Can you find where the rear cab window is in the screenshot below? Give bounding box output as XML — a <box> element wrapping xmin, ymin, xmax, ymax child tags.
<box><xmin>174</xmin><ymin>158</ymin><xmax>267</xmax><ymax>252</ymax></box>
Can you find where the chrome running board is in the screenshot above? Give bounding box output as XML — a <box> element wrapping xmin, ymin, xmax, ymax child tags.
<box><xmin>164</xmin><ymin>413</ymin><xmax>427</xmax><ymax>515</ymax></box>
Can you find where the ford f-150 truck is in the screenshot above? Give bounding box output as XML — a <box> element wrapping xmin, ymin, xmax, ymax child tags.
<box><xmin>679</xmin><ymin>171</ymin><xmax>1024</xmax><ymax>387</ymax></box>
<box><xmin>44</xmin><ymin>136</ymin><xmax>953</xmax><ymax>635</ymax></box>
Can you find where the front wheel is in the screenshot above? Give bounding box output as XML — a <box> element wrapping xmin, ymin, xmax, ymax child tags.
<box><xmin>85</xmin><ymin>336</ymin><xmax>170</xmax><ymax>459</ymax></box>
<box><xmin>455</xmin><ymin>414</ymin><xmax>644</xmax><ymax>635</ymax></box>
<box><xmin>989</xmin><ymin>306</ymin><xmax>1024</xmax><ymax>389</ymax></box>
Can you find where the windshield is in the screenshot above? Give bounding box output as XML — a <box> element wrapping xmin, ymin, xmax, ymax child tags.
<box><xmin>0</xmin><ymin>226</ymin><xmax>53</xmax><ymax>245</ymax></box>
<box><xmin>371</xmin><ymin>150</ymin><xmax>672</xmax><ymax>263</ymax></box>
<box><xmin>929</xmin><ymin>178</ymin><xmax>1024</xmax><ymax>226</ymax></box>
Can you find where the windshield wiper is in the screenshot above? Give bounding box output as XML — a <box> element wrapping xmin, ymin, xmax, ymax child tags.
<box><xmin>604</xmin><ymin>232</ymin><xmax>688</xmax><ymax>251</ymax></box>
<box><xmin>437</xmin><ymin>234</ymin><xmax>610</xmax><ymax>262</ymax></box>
__________________________________________________
Task objective: Please shift the bounding box coordinates in the listing above by 63. Copy every line from the one with "Can you find where the windshield wiper" through the end of the listing, and add 63 to each coordinate in the answers.

Response:
Can you find where the windshield wiper is in the screenshot above? Give bounding box output as XML — a <box> element wrapping xmin, ymin, xmax, ymax child tags.
<box><xmin>667</xmin><ymin>295</ymin><xmax>751</xmax><ymax>314</ymax></box>
<box><xmin>500</xmin><ymin>297</ymin><xmax>673</xmax><ymax>325</ymax></box>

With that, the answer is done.